TASK BRIEF => Please give an exact transcription of the records shown below.

DATA SUPPLIED =>
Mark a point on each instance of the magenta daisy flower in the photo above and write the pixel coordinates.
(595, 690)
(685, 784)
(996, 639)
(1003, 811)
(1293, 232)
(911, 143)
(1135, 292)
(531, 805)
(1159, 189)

ANSWER SPACE =>
Mark a point on each instance of the magenta daisy flower in the photo above and write the pixel coordinates.
(595, 690)
(685, 784)
(996, 639)
(1003, 811)
(1293, 232)
(911, 143)
(1135, 292)
(531, 805)
(1159, 189)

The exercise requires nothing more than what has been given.